## WHAT IS EXPECTED
Repeat the data below exactly. Include each line.

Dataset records

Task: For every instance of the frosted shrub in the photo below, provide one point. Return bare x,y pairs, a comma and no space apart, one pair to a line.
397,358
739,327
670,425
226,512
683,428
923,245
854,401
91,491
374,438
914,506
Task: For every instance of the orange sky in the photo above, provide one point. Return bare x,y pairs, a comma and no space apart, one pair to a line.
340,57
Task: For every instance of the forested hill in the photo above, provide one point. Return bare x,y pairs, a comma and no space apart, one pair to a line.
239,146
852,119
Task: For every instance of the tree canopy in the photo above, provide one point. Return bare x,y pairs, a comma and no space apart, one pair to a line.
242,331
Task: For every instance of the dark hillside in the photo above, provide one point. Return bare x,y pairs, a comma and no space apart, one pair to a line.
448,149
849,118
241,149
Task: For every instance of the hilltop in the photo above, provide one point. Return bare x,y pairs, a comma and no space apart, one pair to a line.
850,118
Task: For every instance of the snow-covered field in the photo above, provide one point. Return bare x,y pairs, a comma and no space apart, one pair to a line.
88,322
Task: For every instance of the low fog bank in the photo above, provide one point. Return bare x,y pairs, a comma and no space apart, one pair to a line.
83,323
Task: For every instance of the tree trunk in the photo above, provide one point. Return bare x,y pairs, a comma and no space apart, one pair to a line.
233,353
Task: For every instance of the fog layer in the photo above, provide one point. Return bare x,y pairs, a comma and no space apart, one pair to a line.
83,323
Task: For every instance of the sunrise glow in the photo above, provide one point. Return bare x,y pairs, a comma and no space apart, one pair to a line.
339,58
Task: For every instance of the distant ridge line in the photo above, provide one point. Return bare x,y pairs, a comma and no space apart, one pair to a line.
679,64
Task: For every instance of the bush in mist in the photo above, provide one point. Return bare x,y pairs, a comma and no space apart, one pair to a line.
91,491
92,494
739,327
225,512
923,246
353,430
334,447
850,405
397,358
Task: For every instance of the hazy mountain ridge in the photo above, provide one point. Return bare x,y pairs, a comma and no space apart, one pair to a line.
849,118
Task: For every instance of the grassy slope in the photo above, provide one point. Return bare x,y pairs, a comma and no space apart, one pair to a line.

## TASK OUTPUT
Task: For every instance of the frosted shrub in the photo below, provide one point. Return bare x,y pairs, a comma and no space apart, one pair to a line.
397,358
739,327
670,425
226,512
683,428
923,245
854,401
91,491
374,438
914,506
Task: For every instance of the orange sky in the photo above, provide one point. Return bare x,y pairs, a comma and no space apart, one pair to a line.
340,57
Task: For every instance of the forested hill in the photo above, provide one point. Return bare x,y pairs, a comma and no space apart, one pair to a line.
239,146
852,119
Task: For every instance of the tree canopy in the photo above, provide one point. Return bare x,y pairs, a comma and no space apart, one pair to a line.
242,331
Task: For every instance of the dark hillside in the photo above, provide one point. Return bare x,y pairs, a comma and no space apart, one pair to a line.
448,149
849,118
241,149
Task: For every instance of the hilltop in the photo above, provide one point. Return bare x,y pairs, a comma and no space apart, one pair to a line.
850,118
Task: For every instance of the snow-covered field in the photo above, provide one point. Return bare x,y pairs, a comma and no space apart, one pair to a line.
88,322
Task: For every instance of the low fog bank in the photo above, provide one point. Return bare x,y pairs, a comma and no space apart, one pair to a line.
83,323
Task: For every instance of the tree trunk in the photo above, provide one point. Return bare x,y pairs, a comma and no space apart, one pair to a line.
233,353
Task: For every instance of the fog layer in the photo above, provide one point. Return bare x,y pairs, a comma and no space apart, one pair to a line.
83,323
Task: For every instance of the sunrise glow in the photo above, provide one point. Return bare x,y pairs, a comma and no space apart, one pair to a line.
339,58
Task: For every instance of the distant ridge line in the photo above, provide one point. Return bare x,y pairs, a comma and no space apart, one pair to a line.
679,64
Task: For every instance of the bush in mist in the photo above, provide one point. Return bare x,y pairs, a comma and no space apart, one pair to a line.
91,491
92,494
739,327
225,512
923,246
353,430
334,447
850,405
397,358
Task: For every instance of the hazy mountain ridge in the photo above, provide one point. Return bare x,y pairs, a comma and no space apart, one pair to a line.
849,118
Task: For every instance of the grassy slope in the photo above, provide one point. Return bare x,y pairs, a comma and no space apart, one pair to a line.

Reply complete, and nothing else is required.